**Bronfragment:**
HAARLEMMERMEER - De natuurvergunning voor de exploitatie van luchthaven Schiphol die in 2023 door de toenmalige minister is verstrekt, is niet met de vereiste zorgvuldigheid voorbereid en niet voldoende gemotiveerd. Dat volgt uit een uitspraak van de rechtbank Den Haag op vier beroepen die tegen deze natuurvergunning waren ingesteld door onder meer Mobilisation for the Environment (MOB) en de raad van de gemeente Nieuwkoop. De rechtbank heeft de natuurvergunning vernietigd. Dat betekent dat Schiphol geen natuurvergunning meer heeft. De rechtbank heeft daarnaast een handhavingsverzoek van MOB over Schiphol afgewezen.
Waar gaat deze zaak over?

**Te verwerken rijen:**

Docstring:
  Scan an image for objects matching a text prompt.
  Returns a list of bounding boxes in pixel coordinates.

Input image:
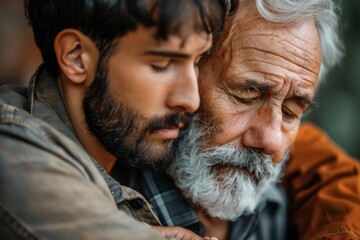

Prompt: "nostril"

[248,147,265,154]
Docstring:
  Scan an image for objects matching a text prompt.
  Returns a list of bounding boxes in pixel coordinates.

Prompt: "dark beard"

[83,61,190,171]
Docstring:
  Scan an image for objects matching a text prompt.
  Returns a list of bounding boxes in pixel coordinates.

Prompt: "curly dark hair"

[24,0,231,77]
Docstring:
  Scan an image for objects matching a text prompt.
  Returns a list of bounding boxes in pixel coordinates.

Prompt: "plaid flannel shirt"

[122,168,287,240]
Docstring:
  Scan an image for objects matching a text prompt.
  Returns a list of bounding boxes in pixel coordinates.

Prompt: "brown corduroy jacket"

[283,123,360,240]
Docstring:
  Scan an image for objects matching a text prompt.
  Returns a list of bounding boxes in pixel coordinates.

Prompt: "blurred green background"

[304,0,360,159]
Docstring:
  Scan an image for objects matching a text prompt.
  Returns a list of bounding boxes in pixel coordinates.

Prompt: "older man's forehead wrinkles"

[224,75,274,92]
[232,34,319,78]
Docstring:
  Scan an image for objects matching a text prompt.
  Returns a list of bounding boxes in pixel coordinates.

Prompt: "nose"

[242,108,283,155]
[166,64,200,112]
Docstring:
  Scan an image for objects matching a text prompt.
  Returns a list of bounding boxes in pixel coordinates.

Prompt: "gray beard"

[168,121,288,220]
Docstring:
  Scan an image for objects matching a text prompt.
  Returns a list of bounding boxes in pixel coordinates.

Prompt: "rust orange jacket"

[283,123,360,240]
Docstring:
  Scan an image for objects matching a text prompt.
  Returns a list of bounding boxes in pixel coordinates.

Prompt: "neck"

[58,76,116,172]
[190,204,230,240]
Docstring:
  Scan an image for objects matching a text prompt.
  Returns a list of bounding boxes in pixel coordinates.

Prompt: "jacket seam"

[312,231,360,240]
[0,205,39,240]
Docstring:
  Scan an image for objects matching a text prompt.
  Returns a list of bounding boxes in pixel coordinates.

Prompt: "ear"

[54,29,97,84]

--

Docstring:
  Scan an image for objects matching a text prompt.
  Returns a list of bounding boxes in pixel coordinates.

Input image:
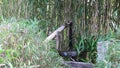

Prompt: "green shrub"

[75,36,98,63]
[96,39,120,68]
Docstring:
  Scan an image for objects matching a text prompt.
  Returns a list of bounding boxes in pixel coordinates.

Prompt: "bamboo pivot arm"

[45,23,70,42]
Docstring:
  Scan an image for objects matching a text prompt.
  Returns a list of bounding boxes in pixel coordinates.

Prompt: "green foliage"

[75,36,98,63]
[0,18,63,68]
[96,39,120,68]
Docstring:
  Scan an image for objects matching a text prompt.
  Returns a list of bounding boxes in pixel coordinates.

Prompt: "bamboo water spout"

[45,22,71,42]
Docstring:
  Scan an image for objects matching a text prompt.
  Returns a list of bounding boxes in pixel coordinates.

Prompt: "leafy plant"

* * *

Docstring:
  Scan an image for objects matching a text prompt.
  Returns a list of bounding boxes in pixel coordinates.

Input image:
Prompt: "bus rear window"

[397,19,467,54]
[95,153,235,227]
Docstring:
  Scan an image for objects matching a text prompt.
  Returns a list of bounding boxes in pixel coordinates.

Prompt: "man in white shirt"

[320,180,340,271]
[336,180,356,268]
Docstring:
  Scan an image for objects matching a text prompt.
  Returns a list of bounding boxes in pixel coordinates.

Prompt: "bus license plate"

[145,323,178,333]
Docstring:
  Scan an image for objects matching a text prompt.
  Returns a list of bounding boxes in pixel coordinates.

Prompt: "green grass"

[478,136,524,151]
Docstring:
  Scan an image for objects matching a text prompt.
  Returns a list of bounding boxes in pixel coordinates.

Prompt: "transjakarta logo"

**Wat je doet:**
1 - Beantwoord met behulp van het bronfragment:
(a) In welk jaar werd de natuurvergunning voor Schiphol verstrekt?
(b) Welke rechtbank deed uitspraak over de beroepen?
(c) Wat besliste de rechtbank over het handhavingsverzoek van MOB?
2 - Noem elke rij uit de gegevens waarin het woord "shirt" voorkomt.

**Antwoorden per opdracht:**
1 -
(a) In 2023.
(b) De rechtbank Den Haag.
(c) De rechtbank wees het af.

2 -
Prompt: "plaid flannel shirt"
Prompt: "man in white shirt"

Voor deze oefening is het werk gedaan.